--- Problem to solve ---
Show each line of the items below that contains the string "such", treating uppercase and lowercase letters as distinct.

--- Records for processing ---

◆ ◆ ◆ ◆ ◆

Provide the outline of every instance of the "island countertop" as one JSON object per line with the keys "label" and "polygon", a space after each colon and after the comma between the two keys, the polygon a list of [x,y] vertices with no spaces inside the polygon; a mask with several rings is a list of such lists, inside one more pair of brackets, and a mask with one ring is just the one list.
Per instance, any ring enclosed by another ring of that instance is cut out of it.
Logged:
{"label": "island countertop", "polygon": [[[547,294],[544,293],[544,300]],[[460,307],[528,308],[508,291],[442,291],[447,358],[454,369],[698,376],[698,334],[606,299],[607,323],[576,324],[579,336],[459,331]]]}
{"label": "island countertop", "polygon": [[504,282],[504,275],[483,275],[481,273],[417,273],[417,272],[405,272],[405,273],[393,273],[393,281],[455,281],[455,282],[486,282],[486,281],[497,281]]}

◆ ◆ ◆ ◆ ◆

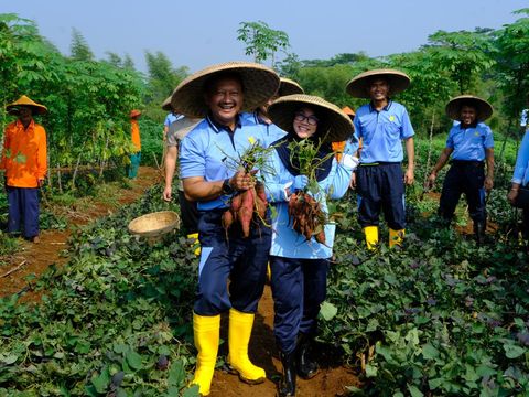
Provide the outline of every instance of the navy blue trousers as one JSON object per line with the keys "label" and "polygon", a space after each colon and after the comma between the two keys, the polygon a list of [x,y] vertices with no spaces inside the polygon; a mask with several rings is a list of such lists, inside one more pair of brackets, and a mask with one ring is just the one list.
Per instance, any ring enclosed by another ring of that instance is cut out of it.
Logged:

◆ ◆ ◆ ◆ ◆

--- Reply ---
Provide the outline of every instance of the "island countertop" as one JSON object per line with the keys "label" and "polygon", a space after each colon and after the comma between the two keys, the polygon a list of [x,y] vertices with no spaces inside the polygon; a mask with several rings is a list of such lists, inside one more pair of brackets, and a mask with one ring is just the one list.
Provide the outline of every instance of the navy blue trousers as one JSON object per line with the keys "label" and "polygon", a space after each colon and after the comma between the two keys, the polygon a list of [x,y] vertices with no spaces inside the polygon; a mask with several rings is a list of such lists, inside one more pair of brackets, and a mask with one ring is just the one list.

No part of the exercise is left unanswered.